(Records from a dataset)
= = = =
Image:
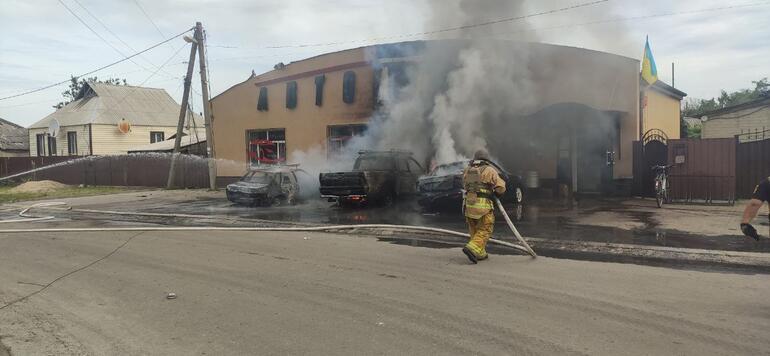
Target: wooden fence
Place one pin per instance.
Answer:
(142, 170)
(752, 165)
= = = =
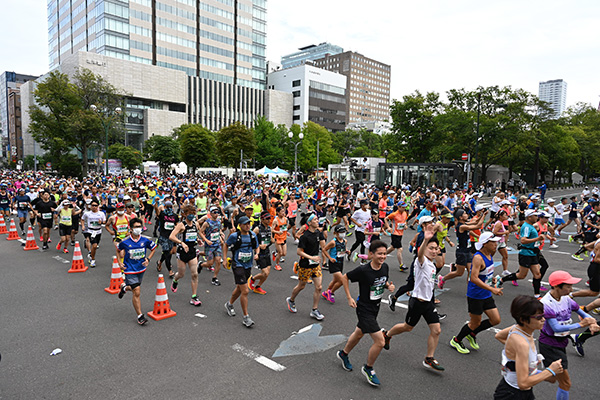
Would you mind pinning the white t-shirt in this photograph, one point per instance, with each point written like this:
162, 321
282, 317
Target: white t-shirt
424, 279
= = = =
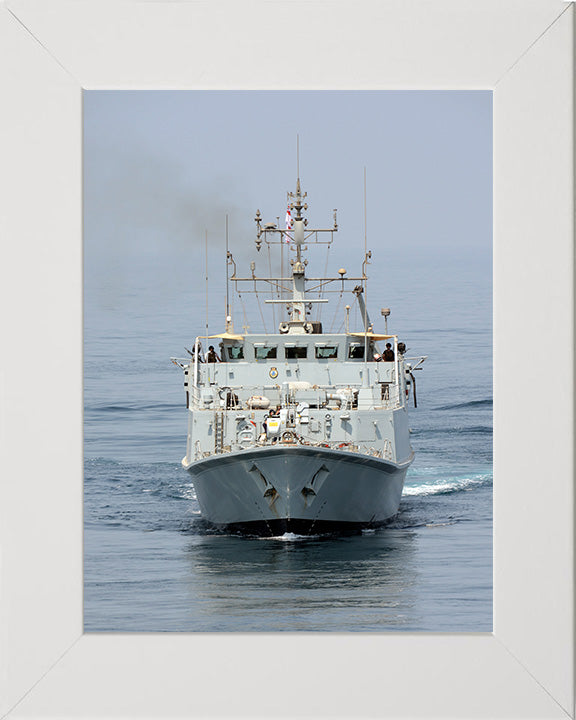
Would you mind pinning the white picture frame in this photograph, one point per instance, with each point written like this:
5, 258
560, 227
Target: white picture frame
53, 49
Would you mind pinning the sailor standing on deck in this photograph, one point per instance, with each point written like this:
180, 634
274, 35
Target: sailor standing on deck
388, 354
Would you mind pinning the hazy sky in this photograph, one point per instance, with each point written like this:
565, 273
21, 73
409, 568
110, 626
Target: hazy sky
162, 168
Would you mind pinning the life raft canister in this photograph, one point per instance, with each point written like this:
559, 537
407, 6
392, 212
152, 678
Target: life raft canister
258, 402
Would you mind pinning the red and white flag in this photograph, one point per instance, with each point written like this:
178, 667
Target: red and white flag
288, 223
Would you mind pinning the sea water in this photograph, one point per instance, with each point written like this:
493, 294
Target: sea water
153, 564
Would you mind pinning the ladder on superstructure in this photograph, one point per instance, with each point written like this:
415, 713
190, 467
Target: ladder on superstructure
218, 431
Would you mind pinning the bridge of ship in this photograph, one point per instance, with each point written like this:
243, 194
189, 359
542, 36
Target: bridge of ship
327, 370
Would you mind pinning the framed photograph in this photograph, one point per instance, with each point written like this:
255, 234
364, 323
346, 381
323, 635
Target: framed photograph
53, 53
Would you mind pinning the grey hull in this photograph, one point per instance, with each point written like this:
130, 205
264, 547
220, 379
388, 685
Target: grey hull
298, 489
= = = =
### Task to carry out:
In the lines above, find the word "this" and copy each line that contains it.

### Result:
Would you mind pinning the white t-shirt in this photograph, one point per instance, with each point written like this:
Would you mind pinning the white picture frame in this photograph, one point per instance, with each point written like this:
Would you mind pinning the sailor standing on deck in this photograph, one point per instance, with each point written like this:
Would you mind pinning the hazy sky in this photograph, one point per instance, with each point written like this:
Would you mind pinning the life raft canister in this photograph, one point per instance, with each point written like this:
Would you mind pinning the red and white flag in this photograph, one point per instance, with each point written like this:
Would you mind pinning the sea water in this photograph, one point per instance, with each point written like this:
Would you mind pinning the ladder on superstructure in this photograph, one point per instance, with each point written like this:
Would you mind pinning the bridge of ship in this photograph, one point per instance, with each point written like this:
Would you mind pinning the framed photograph in this photograph, one point per instance, with each point written like this:
Would you mind pinning the grey hull in this photograph, one point per instance, with each point written like this:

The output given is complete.